** start **

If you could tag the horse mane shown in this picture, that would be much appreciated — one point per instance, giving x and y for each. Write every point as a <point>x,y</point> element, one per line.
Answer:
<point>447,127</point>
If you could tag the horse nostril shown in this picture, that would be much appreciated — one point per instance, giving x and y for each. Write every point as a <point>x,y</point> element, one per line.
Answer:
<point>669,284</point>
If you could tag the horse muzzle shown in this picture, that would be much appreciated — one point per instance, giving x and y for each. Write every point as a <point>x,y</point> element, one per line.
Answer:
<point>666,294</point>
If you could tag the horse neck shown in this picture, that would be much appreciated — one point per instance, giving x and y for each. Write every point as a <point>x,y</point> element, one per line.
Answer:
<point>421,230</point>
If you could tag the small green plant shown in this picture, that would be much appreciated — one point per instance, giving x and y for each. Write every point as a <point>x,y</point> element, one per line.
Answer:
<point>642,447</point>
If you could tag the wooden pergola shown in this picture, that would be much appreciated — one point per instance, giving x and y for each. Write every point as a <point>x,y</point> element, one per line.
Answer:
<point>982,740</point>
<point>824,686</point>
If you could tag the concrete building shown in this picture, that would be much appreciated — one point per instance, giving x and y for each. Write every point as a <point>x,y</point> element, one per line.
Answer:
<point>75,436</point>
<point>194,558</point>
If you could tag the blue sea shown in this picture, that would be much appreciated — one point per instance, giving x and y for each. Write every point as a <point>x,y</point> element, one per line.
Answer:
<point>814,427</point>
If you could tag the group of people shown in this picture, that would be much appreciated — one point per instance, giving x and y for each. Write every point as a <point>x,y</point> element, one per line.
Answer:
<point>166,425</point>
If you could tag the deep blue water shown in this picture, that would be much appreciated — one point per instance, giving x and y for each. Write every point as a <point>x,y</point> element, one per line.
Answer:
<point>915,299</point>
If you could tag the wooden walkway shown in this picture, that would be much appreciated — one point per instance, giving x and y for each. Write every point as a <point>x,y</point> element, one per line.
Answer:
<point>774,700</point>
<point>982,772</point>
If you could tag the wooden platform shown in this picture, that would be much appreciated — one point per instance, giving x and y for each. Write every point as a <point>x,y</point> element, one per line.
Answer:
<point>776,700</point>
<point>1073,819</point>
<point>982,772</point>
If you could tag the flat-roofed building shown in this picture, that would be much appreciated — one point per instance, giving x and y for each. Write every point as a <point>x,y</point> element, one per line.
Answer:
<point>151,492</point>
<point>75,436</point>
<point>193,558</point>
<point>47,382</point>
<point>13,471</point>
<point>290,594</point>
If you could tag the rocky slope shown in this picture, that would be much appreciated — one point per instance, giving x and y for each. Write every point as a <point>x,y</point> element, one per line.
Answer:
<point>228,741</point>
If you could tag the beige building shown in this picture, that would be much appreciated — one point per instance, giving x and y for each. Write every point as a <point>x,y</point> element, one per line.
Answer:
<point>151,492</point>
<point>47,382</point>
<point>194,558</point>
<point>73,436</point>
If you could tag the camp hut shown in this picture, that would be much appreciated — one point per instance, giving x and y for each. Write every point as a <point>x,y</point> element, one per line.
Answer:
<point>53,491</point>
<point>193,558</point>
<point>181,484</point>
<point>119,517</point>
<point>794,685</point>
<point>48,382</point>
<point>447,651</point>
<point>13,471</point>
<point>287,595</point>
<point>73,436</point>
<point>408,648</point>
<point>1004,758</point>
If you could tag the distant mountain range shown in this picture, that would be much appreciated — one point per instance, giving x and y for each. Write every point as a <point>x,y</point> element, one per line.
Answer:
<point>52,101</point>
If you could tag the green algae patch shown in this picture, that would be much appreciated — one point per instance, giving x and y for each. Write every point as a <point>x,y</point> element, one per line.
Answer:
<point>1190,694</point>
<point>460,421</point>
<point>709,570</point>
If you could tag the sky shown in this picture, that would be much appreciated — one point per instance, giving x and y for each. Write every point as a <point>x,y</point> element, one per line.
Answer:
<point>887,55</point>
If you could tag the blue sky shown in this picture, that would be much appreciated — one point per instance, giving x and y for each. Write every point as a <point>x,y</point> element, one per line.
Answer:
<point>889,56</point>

** end **

§ **Do this**
Go through all the records above and swap "much appreciated" for "greatly appreciated" wherever it appears, keeping every other character unchanged.

§ **The reply**
If you could tag the horse mane shown in this picture, that would be greatly appreciated — one point per instance, giving x and y for each. Write every point as a <point>x,y</point> element, one per line.
Answer:
<point>447,127</point>
If you could tag the horse nostril shown in this picture, that would be greatly appreciated — one point per instance, giving x and y for each. Write every point as a <point>x,y</point> element, one per line.
Answer:
<point>669,284</point>
If you could tag the horse muzzle shown in this picture, that would be greatly appreciated — one point per instance, giving x and y for each. Write every point as a <point>x,y</point> element, one per line.
Answer:
<point>666,294</point>
If you could tag the horse neck shown in this picture, that would be greatly appreciated — one point per instance, giving x and y for each. Write every point as a <point>x,y</point> element, one per line.
Answer:
<point>421,230</point>
If you could tag the small green plant shown in this picture, that would be greatly appreciated — one point per instance, giving x and y for each. Write every point as a <point>x,y</point> element, one per line.
Answer:
<point>642,447</point>
If you could tag the wooden pergola shown in this picture, that would be greatly appreciated — one point per instance, giving x and y for each. Write every point as a <point>x,y</point> element, one per line.
Answer:
<point>982,740</point>
<point>824,686</point>
If you could tag the concrete building shown in this picture, that would be greatly appreciated — one point per instance, giving x and y for each. Write every point as a <point>x,y</point> element, one per line.
Answer:
<point>75,436</point>
<point>194,558</point>
If you could tag the blue sea shown in this picture, that would be greatly appreciated — one point per instance, giving x and y for each. Write every point as a <point>x,y</point> element, one per line.
Answer:
<point>814,427</point>
If you could tag the group of people shown in this picture, that would be greatly appreciated — one point per instance, giving x and y for each. Write every point as a <point>x,y</point> element, one per line.
Answer:
<point>166,425</point>
If you could tag the deep blue water shown in this picture, that would be greatly appreciated — one point per instance, giving x and y for each. Write every point as a <point>x,y</point> element, one per line.
Answer:
<point>915,299</point>
If you could tag the wooden walkway shown in this picture, that would be greatly appreciated — one point per instance, giving x and y for each. Write every point as a <point>x,y</point> element, one per line.
Answer:
<point>774,700</point>
<point>982,772</point>
If you could tag the wooden platform shown in this picture, that would be greatly appreciated — one point per instance, giving x and y for each. Write every point as a <point>x,y</point> element, one per line.
Answer:
<point>776,700</point>
<point>1073,819</point>
<point>982,772</point>
If you could tag the flat-roofed building shown in this picture, that would be greatly appreciated — one point per instance, giving x and y for each. Write every point as a <point>x,y</point> element, one per line.
Answer:
<point>151,492</point>
<point>75,436</point>
<point>193,558</point>
<point>47,382</point>
<point>13,471</point>
<point>290,594</point>
If you could tag the rocky slope shown in this picture, that would be greatly appreciated — one point per instance, giving x and y for each. Write every point as a <point>x,y</point> element, one per line.
Answer:
<point>228,741</point>
If you could tag the beige building shown in this picture, that would be greatly appreciated — one point per instance, giving x and y for each. Write every point as a <point>x,y</point> element, one per line.
Answer:
<point>151,492</point>
<point>47,382</point>
<point>194,558</point>
<point>73,436</point>
If you could tag the camp hut shown in this picture, that would be greatly appreciated — one point per instance, giving x and y for each. Write every point as a <point>x,y</point> element, one per line.
Answer:
<point>53,491</point>
<point>193,558</point>
<point>181,484</point>
<point>119,517</point>
<point>794,685</point>
<point>48,382</point>
<point>447,651</point>
<point>13,471</point>
<point>287,595</point>
<point>73,436</point>
<point>408,648</point>
<point>1004,758</point>
If you could tag the distant mountain range shown in this picture, that would be greatly appreciated — one point per instance, giving x and y for each. Write every point as a <point>x,y</point> element, one per line.
Answer:
<point>52,101</point>
If you could tag the green algae patch shown in this picture, that would be greatly appreciated — one point per instance, giving x and y for each. Write every point as a <point>x,y</point> element, one per line.
Answer:
<point>1190,694</point>
<point>460,421</point>
<point>709,570</point>
If you could tag the sky shown in this picture, that would be greatly appreciated — one point per instance, giving x and y for each. Write every point as a <point>x,y</point> element, one per line.
Answer:
<point>887,55</point>
If you could tag the blue sky shown in this picture, that would be greatly appreciated — one point per instance, giving x and y for each. Write every point as a <point>x,y</point> element, one per line.
Answer:
<point>889,56</point>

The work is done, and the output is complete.